> **TASK DIRECTIONS**
Reproduce all of the records below verbatim, omitting the pictures.

(Records for placing points)
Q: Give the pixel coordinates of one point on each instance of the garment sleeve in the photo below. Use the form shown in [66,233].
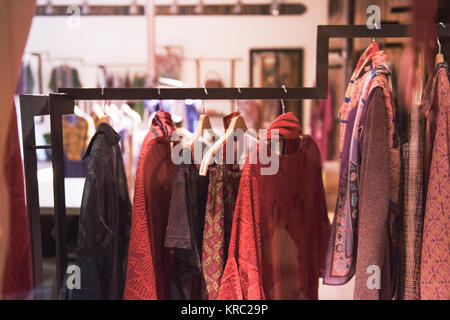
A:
[241,279]
[141,280]
[374,202]
[178,231]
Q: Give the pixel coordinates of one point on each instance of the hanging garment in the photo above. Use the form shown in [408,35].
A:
[18,277]
[148,269]
[185,230]
[341,263]
[104,226]
[412,206]
[280,224]
[15,23]
[379,176]
[435,259]
[222,193]
[322,122]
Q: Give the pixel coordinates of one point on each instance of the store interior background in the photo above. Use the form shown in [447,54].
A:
[208,45]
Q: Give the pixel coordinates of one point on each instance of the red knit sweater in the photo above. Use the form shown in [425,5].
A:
[280,225]
[148,261]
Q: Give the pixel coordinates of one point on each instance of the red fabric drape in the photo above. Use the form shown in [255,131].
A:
[15,270]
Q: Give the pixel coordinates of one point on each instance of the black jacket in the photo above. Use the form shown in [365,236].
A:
[105,219]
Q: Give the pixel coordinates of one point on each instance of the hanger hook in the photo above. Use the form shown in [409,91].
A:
[437,38]
[376,27]
[159,95]
[283,107]
[104,101]
[203,101]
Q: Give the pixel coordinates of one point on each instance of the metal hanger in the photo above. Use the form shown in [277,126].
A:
[237,100]
[203,123]
[376,27]
[283,107]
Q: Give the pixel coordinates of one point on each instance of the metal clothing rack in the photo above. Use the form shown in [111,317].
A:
[56,105]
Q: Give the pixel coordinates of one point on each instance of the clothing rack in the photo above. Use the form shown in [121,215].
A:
[58,104]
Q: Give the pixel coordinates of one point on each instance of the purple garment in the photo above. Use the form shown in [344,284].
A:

> **RESPONSE**
Q: Give the pixel coordinates of one point on each instance of the garment sleeve in the photo below. Use the form shown in [66,233].
A:
[241,279]
[141,280]
[374,202]
[178,231]
Q: Give the pixel coordinates of one point on each instance of the hanging garment in the photo above. Use the form shown in [408,35].
A:
[18,277]
[148,269]
[185,230]
[341,263]
[104,226]
[412,206]
[280,224]
[15,23]
[379,176]
[435,259]
[222,193]
[322,122]
Q: Give the pixel coordinates of one point on each instance of the store interior background in the photo above. Use the form shown in [447,54].
A:
[208,45]
Q: Give the pixel coordinates of one point on each instance of the red knit sweater in the photo above. Use the form shown in [425,5].
A:
[280,225]
[148,261]
Q: Give the pixel coordinates of one point on each instance of the red fabric drape in the photo above. Use the form shown in [255,131].
A:
[15,270]
Q: Give the pixel coordinates of one point on each instance of the black jacket in the photo above. Use the form shown in [365,236].
A:
[105,219]
Q: Give the pixel coordinates of one point on each instance of the hanger hook in the photo above. Use the form shown in [409,91].
A:
[437,38]
[376,27]
[159,95]
[283,107]
[104,101]
[203,101]
Q: Give the pixel coordinates of one point on each instance of the metal hanger in the photo above. Use the form shown in [277,126].
A:
[237,100]
[203,123]
[376,27]
[283,107]
Q: Give the pixel coordinates of one point on each instance of the metal clothing rack in the photo above. Use the form shown in [111,317].
A:
[56,105]
Q: Give the pixel coordinates of one point on each instance of the clothing rack in the photo above. Use the form shown in [121,215].
A:
[58,104]
Q: Give the pixel coordinates of one point on each instance of the purple garment in the photo above. Use the form shown in [344,284].
A:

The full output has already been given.